* _Source data_:
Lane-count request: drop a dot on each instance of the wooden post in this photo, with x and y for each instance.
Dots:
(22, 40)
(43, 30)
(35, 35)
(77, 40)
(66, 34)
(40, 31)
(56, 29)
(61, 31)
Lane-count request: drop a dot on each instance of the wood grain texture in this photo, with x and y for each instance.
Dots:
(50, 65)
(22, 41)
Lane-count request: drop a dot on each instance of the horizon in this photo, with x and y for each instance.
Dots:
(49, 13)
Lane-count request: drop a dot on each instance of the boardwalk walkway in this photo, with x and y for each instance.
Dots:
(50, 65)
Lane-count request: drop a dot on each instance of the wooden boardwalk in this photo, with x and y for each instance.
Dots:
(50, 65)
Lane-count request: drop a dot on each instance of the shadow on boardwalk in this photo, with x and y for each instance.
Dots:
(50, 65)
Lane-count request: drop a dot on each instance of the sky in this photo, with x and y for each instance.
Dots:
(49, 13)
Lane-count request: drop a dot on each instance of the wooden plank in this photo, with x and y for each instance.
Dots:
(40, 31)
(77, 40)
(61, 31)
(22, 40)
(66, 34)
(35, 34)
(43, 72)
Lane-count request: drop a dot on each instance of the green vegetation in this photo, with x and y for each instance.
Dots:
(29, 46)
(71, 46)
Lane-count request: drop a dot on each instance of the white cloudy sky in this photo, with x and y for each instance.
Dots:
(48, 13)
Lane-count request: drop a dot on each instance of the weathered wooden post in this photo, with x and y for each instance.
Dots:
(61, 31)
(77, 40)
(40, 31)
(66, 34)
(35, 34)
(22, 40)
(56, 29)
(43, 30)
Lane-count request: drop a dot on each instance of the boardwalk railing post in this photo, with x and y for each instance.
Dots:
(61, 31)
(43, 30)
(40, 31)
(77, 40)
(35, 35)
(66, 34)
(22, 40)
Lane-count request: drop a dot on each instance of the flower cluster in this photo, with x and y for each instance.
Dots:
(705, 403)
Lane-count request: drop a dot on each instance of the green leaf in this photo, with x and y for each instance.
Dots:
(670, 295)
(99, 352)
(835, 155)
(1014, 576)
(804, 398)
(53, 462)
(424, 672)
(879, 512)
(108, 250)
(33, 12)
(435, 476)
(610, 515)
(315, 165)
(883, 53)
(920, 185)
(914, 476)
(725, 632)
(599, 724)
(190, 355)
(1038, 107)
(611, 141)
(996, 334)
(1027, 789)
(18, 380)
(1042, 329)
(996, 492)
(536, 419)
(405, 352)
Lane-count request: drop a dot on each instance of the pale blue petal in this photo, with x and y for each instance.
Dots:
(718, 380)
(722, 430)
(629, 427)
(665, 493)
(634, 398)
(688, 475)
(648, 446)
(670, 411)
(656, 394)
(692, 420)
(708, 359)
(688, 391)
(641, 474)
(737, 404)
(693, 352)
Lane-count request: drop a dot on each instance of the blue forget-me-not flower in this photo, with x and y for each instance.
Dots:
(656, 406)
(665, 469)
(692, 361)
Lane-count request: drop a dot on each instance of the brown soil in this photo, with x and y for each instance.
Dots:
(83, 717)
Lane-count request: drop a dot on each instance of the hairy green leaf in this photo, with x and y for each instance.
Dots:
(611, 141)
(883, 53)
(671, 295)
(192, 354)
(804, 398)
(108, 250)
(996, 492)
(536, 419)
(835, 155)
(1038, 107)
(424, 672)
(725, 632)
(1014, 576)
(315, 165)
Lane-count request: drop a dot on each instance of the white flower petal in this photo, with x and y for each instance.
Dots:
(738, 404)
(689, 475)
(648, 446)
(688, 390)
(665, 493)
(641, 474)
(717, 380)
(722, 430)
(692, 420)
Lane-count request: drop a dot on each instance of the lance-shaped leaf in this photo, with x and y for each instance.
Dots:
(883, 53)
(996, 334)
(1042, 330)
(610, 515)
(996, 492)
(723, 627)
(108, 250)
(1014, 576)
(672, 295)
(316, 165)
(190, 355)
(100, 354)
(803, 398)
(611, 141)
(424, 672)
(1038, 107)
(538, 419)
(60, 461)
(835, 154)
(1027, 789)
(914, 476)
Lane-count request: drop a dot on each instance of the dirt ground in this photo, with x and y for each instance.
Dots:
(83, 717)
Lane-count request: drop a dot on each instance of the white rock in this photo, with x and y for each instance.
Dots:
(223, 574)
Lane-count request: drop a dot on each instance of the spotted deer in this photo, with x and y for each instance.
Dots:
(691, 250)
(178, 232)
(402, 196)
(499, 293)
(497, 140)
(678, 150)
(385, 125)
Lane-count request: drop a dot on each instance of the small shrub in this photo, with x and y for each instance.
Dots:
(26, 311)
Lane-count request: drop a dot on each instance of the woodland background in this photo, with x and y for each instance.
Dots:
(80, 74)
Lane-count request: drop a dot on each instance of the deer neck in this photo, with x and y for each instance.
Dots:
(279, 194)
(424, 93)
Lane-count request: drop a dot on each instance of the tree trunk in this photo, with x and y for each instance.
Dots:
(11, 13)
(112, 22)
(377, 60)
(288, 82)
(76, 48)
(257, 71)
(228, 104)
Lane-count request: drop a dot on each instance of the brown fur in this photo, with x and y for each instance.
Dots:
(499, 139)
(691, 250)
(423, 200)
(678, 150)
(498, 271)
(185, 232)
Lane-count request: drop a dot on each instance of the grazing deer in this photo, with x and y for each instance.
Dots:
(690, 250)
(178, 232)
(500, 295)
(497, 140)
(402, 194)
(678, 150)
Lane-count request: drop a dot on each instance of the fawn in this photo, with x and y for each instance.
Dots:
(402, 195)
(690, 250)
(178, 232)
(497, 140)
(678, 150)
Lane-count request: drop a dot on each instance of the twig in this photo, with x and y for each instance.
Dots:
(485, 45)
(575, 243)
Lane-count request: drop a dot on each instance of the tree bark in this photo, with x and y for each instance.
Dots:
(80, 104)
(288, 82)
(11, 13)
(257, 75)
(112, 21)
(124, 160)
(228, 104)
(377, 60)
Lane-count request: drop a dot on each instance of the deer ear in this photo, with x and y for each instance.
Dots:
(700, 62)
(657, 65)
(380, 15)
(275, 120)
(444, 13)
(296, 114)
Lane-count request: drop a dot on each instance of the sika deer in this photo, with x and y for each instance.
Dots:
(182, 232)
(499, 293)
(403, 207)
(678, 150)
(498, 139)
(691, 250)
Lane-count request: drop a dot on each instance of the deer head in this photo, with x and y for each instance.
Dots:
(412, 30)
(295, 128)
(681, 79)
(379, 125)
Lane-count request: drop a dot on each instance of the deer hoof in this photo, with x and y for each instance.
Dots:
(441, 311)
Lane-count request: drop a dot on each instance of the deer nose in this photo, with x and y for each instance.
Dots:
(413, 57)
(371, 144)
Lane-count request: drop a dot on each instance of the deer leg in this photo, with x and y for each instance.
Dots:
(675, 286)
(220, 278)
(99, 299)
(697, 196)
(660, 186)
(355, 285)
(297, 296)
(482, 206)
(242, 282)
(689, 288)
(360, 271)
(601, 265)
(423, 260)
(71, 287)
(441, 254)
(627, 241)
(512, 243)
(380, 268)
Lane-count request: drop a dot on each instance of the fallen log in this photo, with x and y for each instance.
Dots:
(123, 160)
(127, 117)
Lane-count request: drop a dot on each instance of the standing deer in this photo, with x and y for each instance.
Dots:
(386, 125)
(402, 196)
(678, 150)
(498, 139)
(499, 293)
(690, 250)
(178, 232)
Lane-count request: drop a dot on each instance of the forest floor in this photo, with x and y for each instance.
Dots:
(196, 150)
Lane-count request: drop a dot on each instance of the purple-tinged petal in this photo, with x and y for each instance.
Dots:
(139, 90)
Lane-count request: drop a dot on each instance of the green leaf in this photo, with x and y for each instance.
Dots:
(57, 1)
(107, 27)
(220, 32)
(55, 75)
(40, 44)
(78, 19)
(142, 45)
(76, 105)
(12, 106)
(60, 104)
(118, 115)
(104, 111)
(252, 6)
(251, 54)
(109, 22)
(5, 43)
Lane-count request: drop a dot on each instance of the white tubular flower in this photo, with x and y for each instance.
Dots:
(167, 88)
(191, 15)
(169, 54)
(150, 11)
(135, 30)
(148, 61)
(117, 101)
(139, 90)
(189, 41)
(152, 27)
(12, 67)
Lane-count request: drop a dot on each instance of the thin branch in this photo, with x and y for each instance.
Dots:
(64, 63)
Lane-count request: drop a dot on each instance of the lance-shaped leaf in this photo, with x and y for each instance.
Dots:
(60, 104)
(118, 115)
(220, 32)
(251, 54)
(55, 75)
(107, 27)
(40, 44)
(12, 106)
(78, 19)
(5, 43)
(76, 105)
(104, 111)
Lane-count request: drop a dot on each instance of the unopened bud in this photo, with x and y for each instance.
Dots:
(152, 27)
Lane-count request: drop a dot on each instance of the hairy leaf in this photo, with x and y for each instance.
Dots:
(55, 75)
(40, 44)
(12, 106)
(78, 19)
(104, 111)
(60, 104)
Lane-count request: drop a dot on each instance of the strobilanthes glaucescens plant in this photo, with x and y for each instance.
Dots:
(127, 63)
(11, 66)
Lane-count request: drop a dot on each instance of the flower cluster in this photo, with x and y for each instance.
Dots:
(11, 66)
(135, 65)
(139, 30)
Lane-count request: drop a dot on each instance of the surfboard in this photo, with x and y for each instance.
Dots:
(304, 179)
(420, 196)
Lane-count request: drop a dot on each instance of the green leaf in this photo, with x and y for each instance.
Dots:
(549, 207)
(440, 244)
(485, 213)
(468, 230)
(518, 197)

* _GOAL_:
Rename "green leaf" to "foliage leaf" in the data, from the line with "Lane-count request: drop a dot on each instance of the surfboard" through the end of the data, and give those lines again with nothing else changed.

* _FULL OUTPUT_:
Lane-count request: drop a dot on each instance of the surfboard in this photo, with x and y for each instance.
Dots:
(304, 179)
(420, 196)
Lane-count request: drop a dot on each instance of the foliage leaf in this photo, with x and y for each instance.
Dots:
(549, 207)
(440, 244)
(485, 213)
(468, 230)
(518, 197)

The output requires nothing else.